Saved entries:
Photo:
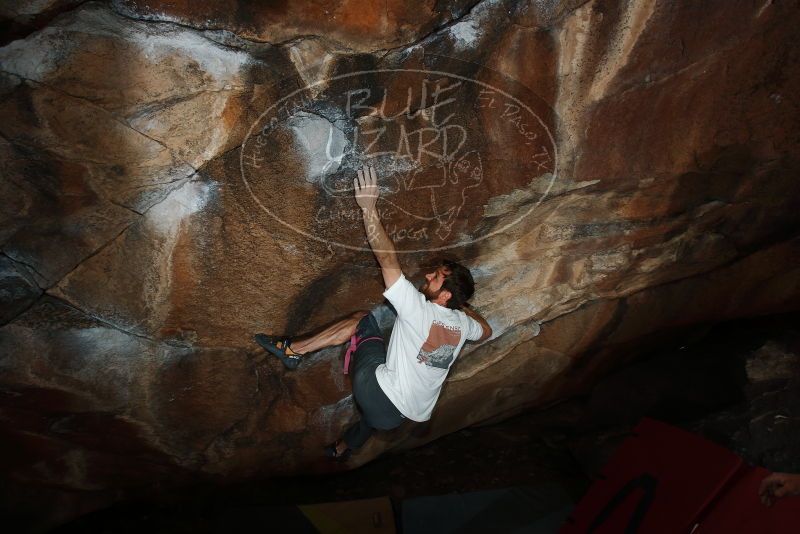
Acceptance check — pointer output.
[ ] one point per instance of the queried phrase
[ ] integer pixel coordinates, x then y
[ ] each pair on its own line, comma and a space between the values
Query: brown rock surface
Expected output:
610, 170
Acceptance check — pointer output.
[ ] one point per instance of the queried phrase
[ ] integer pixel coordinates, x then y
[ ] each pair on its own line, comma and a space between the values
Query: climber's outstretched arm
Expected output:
366, 190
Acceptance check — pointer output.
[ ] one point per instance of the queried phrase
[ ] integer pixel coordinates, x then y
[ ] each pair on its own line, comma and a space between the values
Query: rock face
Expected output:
177, 176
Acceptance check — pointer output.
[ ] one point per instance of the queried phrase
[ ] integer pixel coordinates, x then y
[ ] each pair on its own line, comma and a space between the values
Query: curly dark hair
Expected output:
458, 282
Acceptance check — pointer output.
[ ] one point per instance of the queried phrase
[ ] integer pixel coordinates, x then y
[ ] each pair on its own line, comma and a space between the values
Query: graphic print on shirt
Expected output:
438, 349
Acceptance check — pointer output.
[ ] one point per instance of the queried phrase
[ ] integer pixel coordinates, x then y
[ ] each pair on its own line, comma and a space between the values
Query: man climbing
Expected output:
431, 328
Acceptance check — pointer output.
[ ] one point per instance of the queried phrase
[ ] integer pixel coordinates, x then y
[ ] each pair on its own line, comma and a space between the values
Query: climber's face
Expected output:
432, 288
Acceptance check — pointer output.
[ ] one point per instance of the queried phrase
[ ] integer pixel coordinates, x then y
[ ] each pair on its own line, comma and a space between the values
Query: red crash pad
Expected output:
665, 480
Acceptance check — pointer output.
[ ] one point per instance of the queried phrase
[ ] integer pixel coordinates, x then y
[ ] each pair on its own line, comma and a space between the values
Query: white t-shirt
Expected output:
425, 342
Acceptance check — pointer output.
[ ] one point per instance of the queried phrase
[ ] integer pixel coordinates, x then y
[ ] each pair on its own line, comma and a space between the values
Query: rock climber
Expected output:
432, 325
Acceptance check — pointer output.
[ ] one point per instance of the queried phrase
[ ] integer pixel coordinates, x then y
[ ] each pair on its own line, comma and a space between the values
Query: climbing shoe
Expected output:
278, 347
332, 453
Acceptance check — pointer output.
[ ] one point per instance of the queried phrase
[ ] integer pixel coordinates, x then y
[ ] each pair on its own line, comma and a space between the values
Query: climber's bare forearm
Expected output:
487, 330
381, 245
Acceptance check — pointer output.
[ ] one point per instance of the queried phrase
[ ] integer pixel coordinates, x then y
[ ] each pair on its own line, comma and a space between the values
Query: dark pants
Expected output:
377, 411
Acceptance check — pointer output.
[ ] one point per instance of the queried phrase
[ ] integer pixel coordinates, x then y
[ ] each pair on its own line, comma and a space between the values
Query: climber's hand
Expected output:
777, 485
366, 187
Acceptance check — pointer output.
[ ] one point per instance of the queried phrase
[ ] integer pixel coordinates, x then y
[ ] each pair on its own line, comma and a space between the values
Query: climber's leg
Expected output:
355, 436
337, 333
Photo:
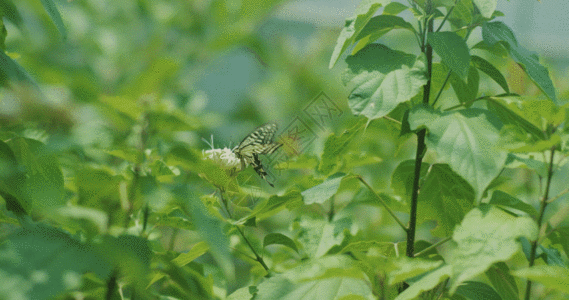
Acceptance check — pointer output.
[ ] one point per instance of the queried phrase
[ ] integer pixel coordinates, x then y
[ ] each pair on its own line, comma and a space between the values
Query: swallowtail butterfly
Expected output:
260, 141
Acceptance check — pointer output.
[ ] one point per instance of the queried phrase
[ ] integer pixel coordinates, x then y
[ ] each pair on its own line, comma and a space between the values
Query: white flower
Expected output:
225, 158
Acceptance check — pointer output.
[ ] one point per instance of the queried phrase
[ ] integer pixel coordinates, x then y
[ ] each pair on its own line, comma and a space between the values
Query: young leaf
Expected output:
324, 191
465, 140
559, 237
503, 281
402, 177
354, 26
554, 277
43, 185
446, 198
494, 32
504, 199
486, 235
466, 92
319, 236
8, 10
394, 8
453, 51
330, 277
505, 108
380, 78
197, 250
406, 268
279, 239
336, 146
486, 7
379, 26
42, 262
477, 290
209, 228
53, 13
486, 67
426, 283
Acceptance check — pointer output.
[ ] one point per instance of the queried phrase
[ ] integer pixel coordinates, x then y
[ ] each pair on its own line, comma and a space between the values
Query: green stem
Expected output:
421, 146
540, 219
442, 88
257, 257
446, 17
432, 246
391, 212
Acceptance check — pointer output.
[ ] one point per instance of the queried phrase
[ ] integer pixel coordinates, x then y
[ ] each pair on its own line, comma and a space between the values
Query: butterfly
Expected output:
258, 142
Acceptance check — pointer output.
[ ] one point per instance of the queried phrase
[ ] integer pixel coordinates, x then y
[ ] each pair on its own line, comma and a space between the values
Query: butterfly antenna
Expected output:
210, 144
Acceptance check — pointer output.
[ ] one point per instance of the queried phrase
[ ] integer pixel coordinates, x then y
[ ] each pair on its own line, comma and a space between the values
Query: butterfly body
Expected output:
258, 142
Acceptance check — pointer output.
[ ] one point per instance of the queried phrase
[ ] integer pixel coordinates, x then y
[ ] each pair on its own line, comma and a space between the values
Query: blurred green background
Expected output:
219, 68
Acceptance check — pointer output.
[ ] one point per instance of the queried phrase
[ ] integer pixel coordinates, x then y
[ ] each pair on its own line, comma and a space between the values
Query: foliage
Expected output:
425, 191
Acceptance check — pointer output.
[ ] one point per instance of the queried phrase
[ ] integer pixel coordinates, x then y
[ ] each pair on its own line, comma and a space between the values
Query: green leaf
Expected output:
503, 281
167, 122
486, 235
446, 198
402, 177
209, 227
234, 23
406, 268
10, 70
462, 14
506, 109
324, 191
318, 236
354, 25
279, 239
43, 185
486, 67
197, 250
486, 7
380, 78
477, 290
426, 283
553, 277
42, 262
241, 294
465, 140
466, 92
53, 13
377, 27
275, 204
97, 186
8, 10
394, 8
327, 278
559, 237
151, 81
12, 182
494, 32
453, 51
336, 146
503, 199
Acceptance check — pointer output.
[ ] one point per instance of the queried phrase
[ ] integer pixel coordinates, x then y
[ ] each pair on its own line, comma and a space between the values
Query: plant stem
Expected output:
432, 246
421, 146
540, 218
257, 257
391, 212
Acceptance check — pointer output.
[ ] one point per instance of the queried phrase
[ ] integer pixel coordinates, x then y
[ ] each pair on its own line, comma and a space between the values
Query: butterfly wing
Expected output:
258, 142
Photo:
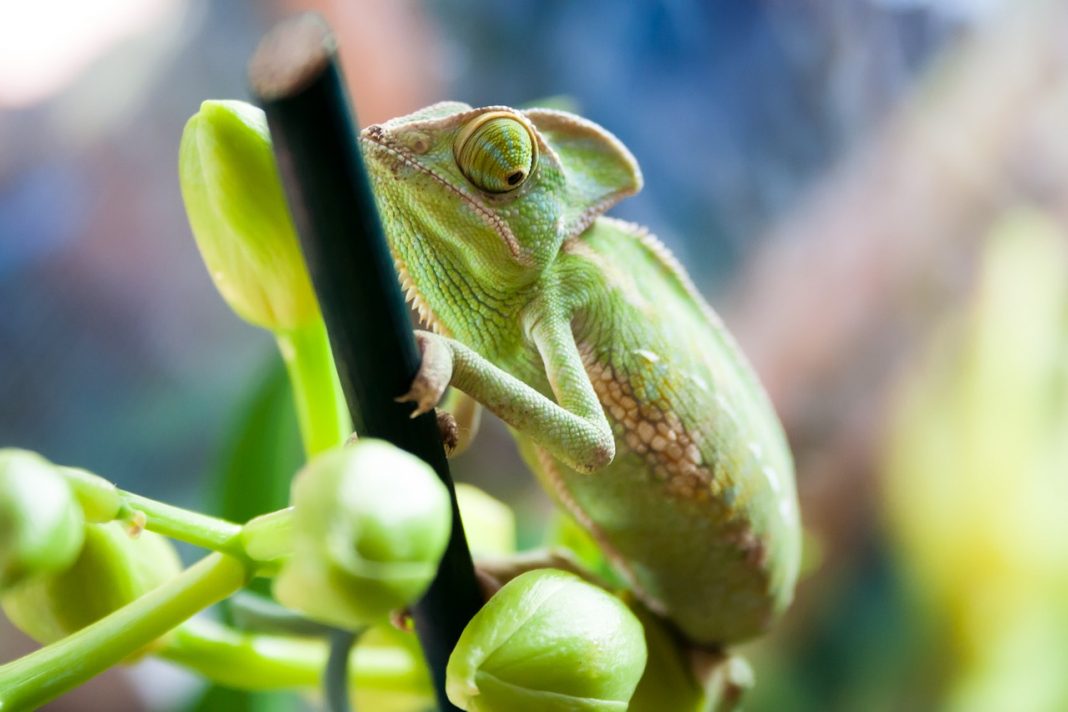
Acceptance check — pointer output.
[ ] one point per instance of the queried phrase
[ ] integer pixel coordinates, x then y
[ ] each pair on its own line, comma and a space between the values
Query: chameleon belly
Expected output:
699, 509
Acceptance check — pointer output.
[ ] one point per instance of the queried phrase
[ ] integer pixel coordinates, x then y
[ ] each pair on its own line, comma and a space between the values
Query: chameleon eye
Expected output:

— DESCRIPTION OF THE TASK —
Count the lines in the rows that contain the string "shirt", treating case as significant. Reply with the number alone.

— THE COMPLETED TASK —
2